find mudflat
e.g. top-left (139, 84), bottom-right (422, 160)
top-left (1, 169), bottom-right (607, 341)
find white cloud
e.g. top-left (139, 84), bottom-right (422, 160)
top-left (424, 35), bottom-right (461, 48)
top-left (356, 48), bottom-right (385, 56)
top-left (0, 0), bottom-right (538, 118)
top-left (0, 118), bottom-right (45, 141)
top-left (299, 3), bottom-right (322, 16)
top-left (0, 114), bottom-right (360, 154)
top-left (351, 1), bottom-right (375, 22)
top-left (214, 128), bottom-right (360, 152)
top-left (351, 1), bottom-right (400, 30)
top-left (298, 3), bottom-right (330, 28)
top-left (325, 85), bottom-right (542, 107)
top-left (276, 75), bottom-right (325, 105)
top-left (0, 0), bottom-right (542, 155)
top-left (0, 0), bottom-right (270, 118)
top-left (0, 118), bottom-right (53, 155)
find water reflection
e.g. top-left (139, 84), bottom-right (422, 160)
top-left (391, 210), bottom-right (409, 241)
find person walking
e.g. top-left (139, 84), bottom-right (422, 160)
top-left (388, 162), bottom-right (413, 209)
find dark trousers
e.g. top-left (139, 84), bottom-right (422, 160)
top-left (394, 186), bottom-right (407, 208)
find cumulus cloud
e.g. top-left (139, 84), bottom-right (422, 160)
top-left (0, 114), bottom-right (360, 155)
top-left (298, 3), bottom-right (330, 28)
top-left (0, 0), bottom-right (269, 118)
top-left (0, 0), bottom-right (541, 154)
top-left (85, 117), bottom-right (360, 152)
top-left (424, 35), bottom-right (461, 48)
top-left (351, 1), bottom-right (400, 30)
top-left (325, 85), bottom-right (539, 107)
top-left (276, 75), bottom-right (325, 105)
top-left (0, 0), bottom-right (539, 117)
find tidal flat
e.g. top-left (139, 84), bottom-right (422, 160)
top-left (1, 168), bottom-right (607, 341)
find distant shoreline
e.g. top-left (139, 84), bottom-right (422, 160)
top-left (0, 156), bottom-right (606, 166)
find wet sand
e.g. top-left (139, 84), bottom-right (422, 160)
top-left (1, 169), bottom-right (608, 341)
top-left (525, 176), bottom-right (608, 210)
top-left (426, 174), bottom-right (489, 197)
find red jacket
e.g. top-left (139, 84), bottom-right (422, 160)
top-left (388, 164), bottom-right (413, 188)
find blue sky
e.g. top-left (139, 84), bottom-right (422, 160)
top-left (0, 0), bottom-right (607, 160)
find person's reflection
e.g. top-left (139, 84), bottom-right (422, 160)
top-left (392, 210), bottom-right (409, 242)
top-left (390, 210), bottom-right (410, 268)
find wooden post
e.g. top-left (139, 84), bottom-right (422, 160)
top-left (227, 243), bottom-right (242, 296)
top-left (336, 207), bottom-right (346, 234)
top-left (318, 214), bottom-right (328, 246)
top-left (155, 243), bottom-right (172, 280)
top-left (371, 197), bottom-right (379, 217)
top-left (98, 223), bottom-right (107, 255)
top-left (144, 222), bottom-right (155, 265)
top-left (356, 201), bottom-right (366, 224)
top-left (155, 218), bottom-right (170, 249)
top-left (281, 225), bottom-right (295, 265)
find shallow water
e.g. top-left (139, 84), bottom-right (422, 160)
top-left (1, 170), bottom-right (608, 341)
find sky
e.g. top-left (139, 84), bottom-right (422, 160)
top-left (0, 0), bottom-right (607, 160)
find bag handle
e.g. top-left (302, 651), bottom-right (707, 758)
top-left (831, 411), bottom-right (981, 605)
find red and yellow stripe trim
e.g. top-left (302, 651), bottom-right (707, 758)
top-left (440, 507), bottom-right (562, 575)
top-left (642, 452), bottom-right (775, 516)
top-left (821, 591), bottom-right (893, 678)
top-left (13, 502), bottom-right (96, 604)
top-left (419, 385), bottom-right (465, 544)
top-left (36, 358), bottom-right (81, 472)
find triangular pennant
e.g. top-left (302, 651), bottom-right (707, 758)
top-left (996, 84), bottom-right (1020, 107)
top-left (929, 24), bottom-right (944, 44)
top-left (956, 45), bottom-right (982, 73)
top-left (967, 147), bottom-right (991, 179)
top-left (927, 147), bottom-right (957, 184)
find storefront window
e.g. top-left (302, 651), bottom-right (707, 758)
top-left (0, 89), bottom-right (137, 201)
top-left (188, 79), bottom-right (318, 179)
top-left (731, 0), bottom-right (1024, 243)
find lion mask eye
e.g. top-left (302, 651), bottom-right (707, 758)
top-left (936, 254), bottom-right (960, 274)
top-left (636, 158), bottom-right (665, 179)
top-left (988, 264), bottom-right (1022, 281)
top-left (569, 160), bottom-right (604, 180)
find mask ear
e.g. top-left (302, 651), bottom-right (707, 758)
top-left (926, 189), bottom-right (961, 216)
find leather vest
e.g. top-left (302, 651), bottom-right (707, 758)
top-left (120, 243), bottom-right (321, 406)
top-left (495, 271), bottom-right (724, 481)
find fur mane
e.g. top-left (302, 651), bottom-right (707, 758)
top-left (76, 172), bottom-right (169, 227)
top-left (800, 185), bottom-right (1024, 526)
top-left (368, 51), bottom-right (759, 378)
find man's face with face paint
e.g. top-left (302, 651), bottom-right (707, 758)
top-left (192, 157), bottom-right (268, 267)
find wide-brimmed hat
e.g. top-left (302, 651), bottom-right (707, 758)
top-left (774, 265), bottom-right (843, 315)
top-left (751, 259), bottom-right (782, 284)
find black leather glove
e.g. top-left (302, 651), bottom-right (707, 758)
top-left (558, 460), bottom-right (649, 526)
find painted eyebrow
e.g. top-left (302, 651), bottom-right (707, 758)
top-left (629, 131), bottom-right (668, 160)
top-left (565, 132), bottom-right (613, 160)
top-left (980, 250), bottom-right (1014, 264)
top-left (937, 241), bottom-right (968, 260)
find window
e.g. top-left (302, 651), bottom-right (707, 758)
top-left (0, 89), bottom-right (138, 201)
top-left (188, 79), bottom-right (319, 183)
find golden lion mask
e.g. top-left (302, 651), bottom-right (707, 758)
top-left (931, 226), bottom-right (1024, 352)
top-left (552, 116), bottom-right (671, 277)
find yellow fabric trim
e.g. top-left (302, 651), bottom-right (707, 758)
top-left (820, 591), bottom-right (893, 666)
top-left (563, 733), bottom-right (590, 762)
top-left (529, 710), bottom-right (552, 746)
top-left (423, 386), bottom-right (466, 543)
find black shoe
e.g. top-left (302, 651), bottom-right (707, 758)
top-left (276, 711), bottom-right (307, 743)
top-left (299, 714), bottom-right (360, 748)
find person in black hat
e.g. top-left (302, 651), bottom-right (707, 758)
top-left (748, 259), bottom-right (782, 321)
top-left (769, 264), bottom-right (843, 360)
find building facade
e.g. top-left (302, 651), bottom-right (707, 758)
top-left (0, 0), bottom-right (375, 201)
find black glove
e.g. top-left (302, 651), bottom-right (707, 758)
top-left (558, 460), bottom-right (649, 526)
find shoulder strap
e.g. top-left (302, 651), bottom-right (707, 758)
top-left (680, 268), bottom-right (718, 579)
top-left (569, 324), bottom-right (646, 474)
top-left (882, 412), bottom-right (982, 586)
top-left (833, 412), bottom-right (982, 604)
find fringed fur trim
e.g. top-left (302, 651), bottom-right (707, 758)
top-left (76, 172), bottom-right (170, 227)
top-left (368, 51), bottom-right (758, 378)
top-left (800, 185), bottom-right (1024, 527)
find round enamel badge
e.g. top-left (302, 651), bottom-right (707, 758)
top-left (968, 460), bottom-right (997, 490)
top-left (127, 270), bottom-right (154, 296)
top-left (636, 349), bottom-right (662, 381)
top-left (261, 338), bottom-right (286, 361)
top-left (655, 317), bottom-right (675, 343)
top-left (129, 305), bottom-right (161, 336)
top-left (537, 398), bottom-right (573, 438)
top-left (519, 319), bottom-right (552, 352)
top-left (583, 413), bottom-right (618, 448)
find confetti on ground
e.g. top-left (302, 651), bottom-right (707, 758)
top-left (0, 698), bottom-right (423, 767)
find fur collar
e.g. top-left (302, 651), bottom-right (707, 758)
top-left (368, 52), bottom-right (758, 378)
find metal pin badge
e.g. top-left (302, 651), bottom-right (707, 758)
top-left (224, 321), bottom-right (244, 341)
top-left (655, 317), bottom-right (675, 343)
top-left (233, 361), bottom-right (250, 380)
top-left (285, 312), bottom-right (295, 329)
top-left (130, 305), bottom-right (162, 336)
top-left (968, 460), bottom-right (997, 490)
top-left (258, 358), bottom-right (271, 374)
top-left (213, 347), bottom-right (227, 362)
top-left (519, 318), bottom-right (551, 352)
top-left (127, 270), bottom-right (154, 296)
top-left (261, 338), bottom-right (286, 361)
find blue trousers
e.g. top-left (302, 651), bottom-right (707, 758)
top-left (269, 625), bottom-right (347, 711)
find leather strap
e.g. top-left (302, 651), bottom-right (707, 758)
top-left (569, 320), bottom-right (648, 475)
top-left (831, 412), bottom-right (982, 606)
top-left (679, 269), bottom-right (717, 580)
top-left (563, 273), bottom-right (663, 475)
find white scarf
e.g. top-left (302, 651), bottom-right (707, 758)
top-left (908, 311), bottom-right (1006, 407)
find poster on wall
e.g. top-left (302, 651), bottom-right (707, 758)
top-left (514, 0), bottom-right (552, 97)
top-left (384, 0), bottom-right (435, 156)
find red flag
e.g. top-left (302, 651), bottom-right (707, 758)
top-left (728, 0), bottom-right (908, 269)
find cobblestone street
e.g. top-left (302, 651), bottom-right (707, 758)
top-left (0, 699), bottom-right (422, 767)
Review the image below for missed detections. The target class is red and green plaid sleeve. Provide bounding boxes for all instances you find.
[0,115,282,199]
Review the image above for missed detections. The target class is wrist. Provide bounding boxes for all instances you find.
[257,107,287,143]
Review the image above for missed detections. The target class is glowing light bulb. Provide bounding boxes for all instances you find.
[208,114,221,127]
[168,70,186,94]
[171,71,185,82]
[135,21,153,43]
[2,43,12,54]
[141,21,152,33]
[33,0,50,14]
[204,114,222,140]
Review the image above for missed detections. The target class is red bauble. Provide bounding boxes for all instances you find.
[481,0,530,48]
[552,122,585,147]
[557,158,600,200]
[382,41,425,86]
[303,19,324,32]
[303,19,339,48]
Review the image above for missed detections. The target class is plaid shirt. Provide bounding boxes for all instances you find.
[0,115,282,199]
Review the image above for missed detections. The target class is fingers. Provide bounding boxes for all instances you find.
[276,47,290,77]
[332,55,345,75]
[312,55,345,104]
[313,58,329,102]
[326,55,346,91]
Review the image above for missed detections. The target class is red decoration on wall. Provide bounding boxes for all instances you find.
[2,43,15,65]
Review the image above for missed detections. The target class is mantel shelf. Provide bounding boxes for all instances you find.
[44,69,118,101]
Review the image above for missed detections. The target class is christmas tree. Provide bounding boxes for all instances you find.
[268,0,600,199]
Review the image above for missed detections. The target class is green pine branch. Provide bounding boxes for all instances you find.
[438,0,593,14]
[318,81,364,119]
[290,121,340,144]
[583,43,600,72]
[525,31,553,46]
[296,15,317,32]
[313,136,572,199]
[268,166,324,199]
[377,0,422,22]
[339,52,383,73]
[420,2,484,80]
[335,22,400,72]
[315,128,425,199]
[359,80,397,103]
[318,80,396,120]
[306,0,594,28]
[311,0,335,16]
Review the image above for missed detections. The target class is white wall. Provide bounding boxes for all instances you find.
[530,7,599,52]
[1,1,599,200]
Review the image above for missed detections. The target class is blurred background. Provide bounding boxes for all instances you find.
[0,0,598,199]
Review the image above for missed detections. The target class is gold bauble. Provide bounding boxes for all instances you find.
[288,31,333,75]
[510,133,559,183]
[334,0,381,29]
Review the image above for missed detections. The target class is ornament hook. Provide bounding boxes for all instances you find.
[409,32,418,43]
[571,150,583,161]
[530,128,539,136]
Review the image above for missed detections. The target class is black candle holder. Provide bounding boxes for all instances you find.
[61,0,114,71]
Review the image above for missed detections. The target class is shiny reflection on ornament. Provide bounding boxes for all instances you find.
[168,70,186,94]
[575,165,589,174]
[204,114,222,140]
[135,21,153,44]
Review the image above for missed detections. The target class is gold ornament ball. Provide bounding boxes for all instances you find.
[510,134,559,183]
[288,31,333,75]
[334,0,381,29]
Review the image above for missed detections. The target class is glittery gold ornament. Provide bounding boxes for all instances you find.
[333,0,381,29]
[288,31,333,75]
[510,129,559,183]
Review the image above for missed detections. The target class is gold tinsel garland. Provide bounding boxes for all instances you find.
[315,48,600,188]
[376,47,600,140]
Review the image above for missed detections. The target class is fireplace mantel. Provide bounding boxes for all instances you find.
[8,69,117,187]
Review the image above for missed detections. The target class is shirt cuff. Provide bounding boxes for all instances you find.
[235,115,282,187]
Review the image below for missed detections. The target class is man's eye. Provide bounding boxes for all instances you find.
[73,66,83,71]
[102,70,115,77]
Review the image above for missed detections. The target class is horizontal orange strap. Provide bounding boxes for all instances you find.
+ + + + + + +
= Task directions =
In the listing above, the lines from the one containing "find blue sky" through the one containing "find lion mask eye" must be set down exactly, with no other lines.

= Answer section =
find blue sky
e.g. top-left (139, 84), bottom-right (422, 160)
top-left (0, 0), bottom-right (607, 160)
find person's reflection
e.g. top-left (139, 84), bottom-right (422, 160)
top-left (392, 210), bottom-right (409, 242)
top-left (390, 210), bottom-right (410, 268)
find wooden post
e.g. top-left (139, 84), bottom-right (422, 160)
top-left (227, 243), bottom-right (242, 296)
top-left (336, 207), bottom-right (346, 234)
top-left (318, 214), bottom-right (328, 246)
top-left (155, 243), bottom-right (172, 280)
top-left (371, 197), bottom-right (379, 217)
top-left (98, 223), bottom-right (107, 255)
top-left (144, 222), bottom-right (155, 265)
top-left (356, 201), bottom-right (366, 224)
top-left (155, 218), bottom-right (170, 249)
top-left (281, 225), bottom-right (295, 265)
find shallow water
e.g. top-left (139, 84), bottom-right (422, 160)
top-left (1, 170), bottom-right (608, 341)
find sky
e.g. top-left (139, 84), bottom-right (422, 160)
top-left (0, 0), bottom-right (607, 160)
find bag handle
e.g. top-left (302, 651), bottom-right (707, 758)
top-left (831, 411), bottom-right (981, 605)
find red and yellow stripe trim
e.g. top-left (302, 651), bottom-right (707, 758)
top-left (440, 507), bottom-right (562, 575)
top-left (642, 452), bottom-right (775, 516)
top-left (821, 591), bottom-right (893, 678)
top-left (13, 502), bottom-right (96, 604)
top-left (419, 385), bottom-right (465, 544)
top-left (36, 358), bottom-right (81, 472)
find triangular pennant
e.g. top-left (302, 651), bottom-right (707, 758)
top-left (996, 84), bottom-right (1020, 107)
top-left (929, 24), bottom-right (944, 44)
top-left (956, 45), bottom-right (982, 73)
top-left (967, 147), bottom-right (991, 179)
top-left (927, 147), bottom-right (957, 184)
find storefront window
e.g. top-left (302, 651), bottom-right (707, 758)
top-left (0, 89), bottom-right (137, 201)
top-left (188, 79), bottom-right (318, 179)
top-left (731, 0), bottom-right (1024, 243)
find lion mask eye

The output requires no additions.